** start of Exercise material **

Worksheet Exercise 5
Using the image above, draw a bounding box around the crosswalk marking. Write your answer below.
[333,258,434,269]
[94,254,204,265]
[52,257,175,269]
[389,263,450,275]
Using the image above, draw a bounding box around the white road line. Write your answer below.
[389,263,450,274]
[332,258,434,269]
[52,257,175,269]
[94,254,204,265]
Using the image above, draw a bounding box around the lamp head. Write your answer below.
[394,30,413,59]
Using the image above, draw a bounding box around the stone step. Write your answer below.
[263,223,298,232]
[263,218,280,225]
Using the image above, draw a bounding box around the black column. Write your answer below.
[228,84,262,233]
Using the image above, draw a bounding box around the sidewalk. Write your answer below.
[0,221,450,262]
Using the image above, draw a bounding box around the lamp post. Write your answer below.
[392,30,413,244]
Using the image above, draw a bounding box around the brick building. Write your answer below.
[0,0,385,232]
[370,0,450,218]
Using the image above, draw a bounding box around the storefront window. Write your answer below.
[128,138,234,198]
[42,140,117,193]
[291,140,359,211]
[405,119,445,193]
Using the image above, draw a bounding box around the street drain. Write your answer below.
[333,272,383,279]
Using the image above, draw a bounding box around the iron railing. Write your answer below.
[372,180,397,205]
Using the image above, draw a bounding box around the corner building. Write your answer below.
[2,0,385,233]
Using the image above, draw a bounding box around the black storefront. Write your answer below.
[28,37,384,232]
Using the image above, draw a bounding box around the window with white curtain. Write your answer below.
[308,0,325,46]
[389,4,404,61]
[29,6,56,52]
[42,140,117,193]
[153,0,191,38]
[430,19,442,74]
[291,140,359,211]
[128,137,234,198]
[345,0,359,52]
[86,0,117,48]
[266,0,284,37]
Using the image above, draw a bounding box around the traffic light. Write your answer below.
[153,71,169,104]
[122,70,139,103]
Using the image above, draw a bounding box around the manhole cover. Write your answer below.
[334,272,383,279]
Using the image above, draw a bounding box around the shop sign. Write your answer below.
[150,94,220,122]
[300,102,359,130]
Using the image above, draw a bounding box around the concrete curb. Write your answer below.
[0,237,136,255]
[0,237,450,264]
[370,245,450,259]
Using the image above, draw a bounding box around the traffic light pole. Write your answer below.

** end of Exercise material **

Set exercise >> Copy the material above word for word, from start to finish.

Full response >>
Worksheet Exercise 5
Using the image above, draw a bounding box around the crosswalk marking. Write your answer below.
[333,258,434,269]
[94,254,204,265]
[52,257,175,269]
[389,263,450,275]
Using the image above, draw a bounding box around the white road line. Write your answer below.
[389,263,450,274]
[332,258,434,269]
[52,257,175,269]
[94,254,204,265]
Using the image above, draw a bounding box around the lamp head. Write your answer below.
[394,30,413,59]
Using the image above, draw a bounding box around the stone step. Write your answer below.
[263,223,298,232]
[263,218,280,225]
Using the image above, draw a bounding box around the black column. Write your answer below.
[228,84,262,233]
Using the image above, draw a bounding box around the sidewalk. Write your answer below.
[0,221,450,262]
Using the image above, draw a bounding box around the lamp post. Write your answer below.
[392,30,413,244]
Using the image above, draw a bounding box around the brick building. Write your answer below.
[0,0,385,232]
[370,0,450,218]
Using the image above, draw a bounding box around the storefront window. Write your answer below.
[128,138,234,198]
[42,140,117,193]
[291,140,359,211]
[405,119,445,193]
Using the image above, draw a bounding box around the street drain. Write your answer below.
[333,272,383,279]
Using the image above, draw a bounding box around the iron railing. Write your answer below.
[372,180,397,205]
Using the image above, draw a bounding box around the corner building. Write your answer below.
[2,0,385,233]
Using the image above, draw a bounding box around the black storefront. Write your answer below.
[28,37,384,232]
Using the image above, draw a bounding box around the window with white curtain. Write your answer below.
[308,0,325,46]
[389,4,404,61]
[29,6,56,52]
[42,140,117,193]
[153,0,191,38]
[430,19,442,74]
[291,140,359,211]
[128,137,234,198]
[345,0,359,52]
[86,0,117,48]
[266,0,284,37]
Using the image above, draw a bounding box around the traffic light. Write your answer below.
[153,71,169,104]
[122,70,139,103]
Using the image above, draw a bounding box around the manhole cover. Write your answer below.
[334,272,383,279]
Using the image above, draw a bounding box around the shop sign. Write your answer below.
[150,94,220,122]
[300,102,359,130]
Using the image above, draw a bounding box around the concrete curb. Write your answer below.
[0,237,136,255]
[0,237,450,264]
[370,245,450,259]
Using the image above, draw a bounding box around the traffic light pole. Write your answer below.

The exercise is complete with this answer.